Transcribe all of the records, leaving out any pictures.

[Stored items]
'''
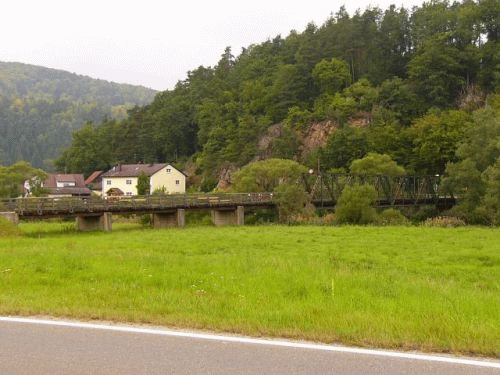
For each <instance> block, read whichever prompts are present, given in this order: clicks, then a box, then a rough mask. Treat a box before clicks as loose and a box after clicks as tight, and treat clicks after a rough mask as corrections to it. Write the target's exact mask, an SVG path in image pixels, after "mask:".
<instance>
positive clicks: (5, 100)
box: [0, 62, 156, 168]
mask: <svg viewBox="0 0 500 375" xmlns="http://www.w3.org/2000/svg"><path fill="white" fill-rule="evenodd" d="M155 94H156V92H155V91H154V90H151V89H147V88H145V87H138V86H132V85H124V84H117V83H111V82H107V81H102V80H97V79H92V78H90V77H84V76H80V75H76V74H73V73H69V72H65V71H60V70H55V69H48V68H43V67H39V66H33V65H26V64H20V63H6V62H0V164H4V165H9V164H12V163H14V162H16V161H19V160H26V161H29V162H30V163H31V164H33V165H34V166H37V167H45V168H47V167H48V166H49V165H48V164H50V162H49V160H50V159H55V158H57V157H59V156H60V153H61V151H62V150H63V149H64V148H66V147H68V146H69V145H70V143H71V134H72V132H73V131H75V130H78V129H80V128H81V127H82V126H83V125H84V124H85V123H87V122H88V121H91V122H93V123H100V122H102V121H103V120H104V119H105V118H109V119H125V118H126V117H127V116H128V114H127V110H128V109H130V108H132V107H134V106H136V105H141V106H142V105H146V104H148V103H150V102H151V101H152V100H153V98H154V95H155Z"/></svg>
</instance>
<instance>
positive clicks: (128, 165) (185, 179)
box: [102, 163, 186, 197]
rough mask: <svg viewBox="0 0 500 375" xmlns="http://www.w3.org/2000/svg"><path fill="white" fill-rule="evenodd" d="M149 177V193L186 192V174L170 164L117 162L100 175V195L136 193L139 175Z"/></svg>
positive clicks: (113, 195)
'''
§ **Answer to this exercise**
For each <instance> block, read whichever prompts are present, given in this order: clicks, then a box, then a rough mask. Treat a box before clicks as loose and a box after clicks as tight, and treat clicks after a rough mask as corrections to it. Write the target's exact mask, an SVG path in image pixels, after "mask:".
<instance>
positive clicks: (5, 100)
box: [0, 62, 156, 168]
mask: <svg viewBox="0 0 500 375" xmlns="http://www.w3.org/2000/svg"><path fill="white" fill-rule="evenodd" d="M155 94H156V92H155V91H154V90H151V89H147V88H145V87H138V86H132V85H124V84H117V83H111V82H107V81H102V80H97V79H92V78H90V77H84V76H80V75H76V74H73V73H69V72H65V71H60V70H55V69H48V68H43V67H39V66H33V65H26V64H20V63H6V62H0V164H4V165H9V164H12V163H14V162H16V161H19V160H26V161H29V162H30V163H31V164H33V165H34V166H37V167H45V168H47V167H48V166H49V165H48V164H50V162H49V160H50V159H55V158H57V157H59V156H60V153H61V151H62V150H63V149H64V148H66V147H68V146H69V145H70V143H71V134H72V132H73V131H75V130H78V129H80V128H81V127H82V126H83V125H84V124H85V123H87V122H88V121H91V122H93V123H100V122H102V121H103V120H104V119H105V118H109V119H125V118H126V117H127V116H128V114H127V110H128V109H130V108H132V107H134V106H136V105H141V106H142V105H146V104H148V103H150V102H151V101H152V100H153V98H154V95H155Z"/></svg>
</instance>
<instance>
positive clicks: (128, 165) (185, 179)
box: [102, 163, 186, 197]
rough mask: <svg viewBox="0 0 500 375" xmlns="http://www.w3.org/2000/svg"><path fill="white" fill-rule="evenodd" d="M149 177V193L186 192V174L170 164L117 162L100 175V195L136 193L139 175Z"/></svg>
positive clicks: (113, 195)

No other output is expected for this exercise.